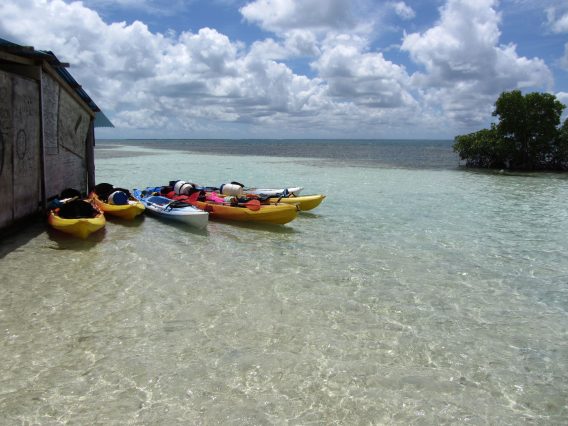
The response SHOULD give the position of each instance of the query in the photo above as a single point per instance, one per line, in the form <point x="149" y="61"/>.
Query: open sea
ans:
<point x="418" y="293"/>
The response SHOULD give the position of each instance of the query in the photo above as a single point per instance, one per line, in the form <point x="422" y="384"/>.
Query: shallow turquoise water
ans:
<point x="409" y="296"/>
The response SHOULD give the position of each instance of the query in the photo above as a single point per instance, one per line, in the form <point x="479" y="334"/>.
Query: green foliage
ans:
<point x="527" y="136"/>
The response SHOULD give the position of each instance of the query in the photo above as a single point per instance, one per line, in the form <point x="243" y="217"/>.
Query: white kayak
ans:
<point x="174" y="210"/>
<point x="274" y="192"/>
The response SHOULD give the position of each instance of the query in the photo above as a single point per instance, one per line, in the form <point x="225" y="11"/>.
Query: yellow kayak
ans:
<point x="277" y="214"/>
<point x="304" y="202"/>
<point x="79" y="227"/>
<point x="127" y="211"/>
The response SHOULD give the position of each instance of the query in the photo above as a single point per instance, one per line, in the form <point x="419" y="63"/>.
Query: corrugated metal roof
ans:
<point x="101" y="119"/>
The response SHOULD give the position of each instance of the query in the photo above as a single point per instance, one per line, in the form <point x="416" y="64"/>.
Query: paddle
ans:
<point x="253" y="205"/>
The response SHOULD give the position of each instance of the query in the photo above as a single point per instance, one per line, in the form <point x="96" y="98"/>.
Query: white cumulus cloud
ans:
<point x="403" y="10"/>
<point x="465" y="66"/>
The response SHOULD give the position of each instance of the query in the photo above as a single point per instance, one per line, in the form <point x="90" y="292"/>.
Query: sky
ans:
<point x="415" y="69"/>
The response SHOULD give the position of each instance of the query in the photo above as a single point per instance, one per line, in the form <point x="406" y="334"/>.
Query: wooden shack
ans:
<point x="47" y="135"/>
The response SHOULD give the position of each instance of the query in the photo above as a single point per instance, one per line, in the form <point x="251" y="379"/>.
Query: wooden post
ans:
<point x="42" y="144"/>
<point x="90" y="156"/>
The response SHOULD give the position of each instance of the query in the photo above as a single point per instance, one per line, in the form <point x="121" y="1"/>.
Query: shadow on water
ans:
<point x="515" y="173"/>
<point x="20" y="235"/>
<point x="273" y="228"/>
<point x="308" y="215"/>
<point x="177" y="225"/>
<point x="68" y="242"/>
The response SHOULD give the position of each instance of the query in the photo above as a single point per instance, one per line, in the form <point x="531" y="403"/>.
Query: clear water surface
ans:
<point x="417" y="293"/>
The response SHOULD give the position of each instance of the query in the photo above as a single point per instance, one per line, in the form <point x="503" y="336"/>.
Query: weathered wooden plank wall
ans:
<point x="65" y="133"/>
<point x="6" y="144"/>
<point x="66" y="126"/>
<point x="19" y="126"/>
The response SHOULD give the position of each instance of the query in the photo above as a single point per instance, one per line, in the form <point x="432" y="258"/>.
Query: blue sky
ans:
<point x="299" y="68"/>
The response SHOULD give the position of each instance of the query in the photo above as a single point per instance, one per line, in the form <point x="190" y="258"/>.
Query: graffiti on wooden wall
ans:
<point x="73" y="125"/>
<point x="50" y="99"/>
<point x="4" y="120"/>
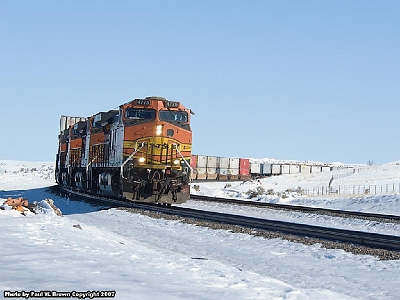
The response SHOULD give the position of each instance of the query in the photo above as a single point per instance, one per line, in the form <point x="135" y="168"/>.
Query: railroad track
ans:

==============================

What the task requires: Return each full line of the entries that contains the word "white".

Solution to this task:
Query: white kayak
Query: white cumulus cloud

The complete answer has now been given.